### EXTRACTED DATA
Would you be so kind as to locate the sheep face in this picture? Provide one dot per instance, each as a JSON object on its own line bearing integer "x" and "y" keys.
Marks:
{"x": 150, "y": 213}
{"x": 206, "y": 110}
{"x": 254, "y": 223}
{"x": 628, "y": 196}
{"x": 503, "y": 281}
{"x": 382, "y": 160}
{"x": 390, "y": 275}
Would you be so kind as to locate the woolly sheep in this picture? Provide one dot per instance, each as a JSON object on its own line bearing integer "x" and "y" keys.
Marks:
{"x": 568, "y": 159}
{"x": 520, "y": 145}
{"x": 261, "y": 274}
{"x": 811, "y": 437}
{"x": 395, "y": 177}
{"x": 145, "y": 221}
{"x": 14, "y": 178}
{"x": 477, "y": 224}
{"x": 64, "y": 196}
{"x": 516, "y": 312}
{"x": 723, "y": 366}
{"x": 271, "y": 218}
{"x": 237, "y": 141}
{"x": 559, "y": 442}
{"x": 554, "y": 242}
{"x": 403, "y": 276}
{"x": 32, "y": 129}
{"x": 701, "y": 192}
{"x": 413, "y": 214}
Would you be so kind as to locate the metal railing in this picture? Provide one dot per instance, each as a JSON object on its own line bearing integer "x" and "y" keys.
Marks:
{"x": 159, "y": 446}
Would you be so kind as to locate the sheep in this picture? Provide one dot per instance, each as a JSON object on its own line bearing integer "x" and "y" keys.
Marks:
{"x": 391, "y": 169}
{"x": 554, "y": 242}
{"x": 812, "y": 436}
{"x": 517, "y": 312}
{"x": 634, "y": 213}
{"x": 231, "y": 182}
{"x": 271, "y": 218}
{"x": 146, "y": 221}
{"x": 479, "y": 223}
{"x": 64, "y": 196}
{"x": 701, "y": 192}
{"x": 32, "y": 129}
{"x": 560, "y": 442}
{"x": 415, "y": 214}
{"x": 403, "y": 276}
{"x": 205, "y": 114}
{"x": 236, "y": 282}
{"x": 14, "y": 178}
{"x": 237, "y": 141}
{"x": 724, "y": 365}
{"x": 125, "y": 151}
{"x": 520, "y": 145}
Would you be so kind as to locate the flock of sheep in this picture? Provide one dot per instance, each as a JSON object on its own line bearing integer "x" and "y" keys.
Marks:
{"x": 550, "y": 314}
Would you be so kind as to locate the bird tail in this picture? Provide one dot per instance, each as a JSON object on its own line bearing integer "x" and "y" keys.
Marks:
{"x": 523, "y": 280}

### EXERCISE DIRECTIONS
Please copy the entries above word for word, along with every line under them.

### CORRECT OUTPUT
Would you be so kind as to locate the sheep face in this picture? Provide one dot per instance, each as a JSON object on its own line bearing integer "x" and "y" keys.
Marks:
{"x": 150, "y": 213}
{"x": 206, "y": 110}
{"x": 254, "y": 223}
{"x": 628, "y": 196}
{"x": 503, "y": 281}
{"x": 382, "y": 160}
{"x": 390, "y": 275}
Would you be so kind as to locate the woolly sheep in this picture? Provide one dot per instance, each as a JSON object on its own line bearing integer "x" and "y" keys.
Marks:
{"x": 568, "y": 159}
{"x": 520, "y": 145}
{"x": 261, "y": 274}
{"x": 811, "y": 437}
{"x": 395, "y": 177}
{"x": 145, "y": 221}
{"x": 14, "y": 178}
{"x": 477, "y": 224}
{"x": 64, "y": 196}
{"x": 516, "y": 312}
{"x": 723, "y": 366}
{"x": 271, "y": 218}
{"x": 237, "y": 141}
{"x": 559, "y": 442}
{"x": 554, "y": 242}
{"x": 403, "y": 276}
{"x": 32, "y": 129}
{"x": 701, "y": 192}
{"x": 413, "y": 214}
Would you be so kind as to locate the metal railing in this picture? Provide one dot per instance, each as a JSON object on its own line bearing integer "x" and "y" keys.
Marks:
{"x": 159, "y": 446}
Would you be so kind as to locate the sheep in this picture? Provide one dot per instance, each as a JSON object on its own line bearing integer "x" and "y" keys.
Marks:
{"x": 391, "y": 169}
{"x": 554, "y": 242}
{"x": 812, "y": 436}
{"x": 517, "y": 312}
{"x": 634, "y": 213}
{"x": 231, "y": 182}
{"x": 271, "y": 218}
{"x": 146, "y": 221}
{"x": 479, "y": 223}
{"x": 64, "y": 196}
{"x": 701, "y": 192}
{"x": 32, "y": 129}
{"x": 560, "y": 442}
{"x": 415, "y": 214}
{"x": 403, "y": 276}
{"x": 205, "y": 114}
{"x": 236, "y": 282}
{"x": 14, "y": 178}
{"x": 237, "y": 141}
{"x": 724, "y": 365}
{"x": 125, "y": 151}
{"x": 520, "y": 145}
Would you be so kind as to locate the flock of sheep in this picture? Provide one dot per instance, each as a JSON object on its own line bearing integer "x" and "y" keys.
Marks:
{"x": 550, "y": 314}
Would you be so kind as to locate the bird tail in this picture? Provide one dot per instance, each as a JSON object on its own line bearing integer "x" and "y" keys.
Marks:
{"x": 523, "y": 280}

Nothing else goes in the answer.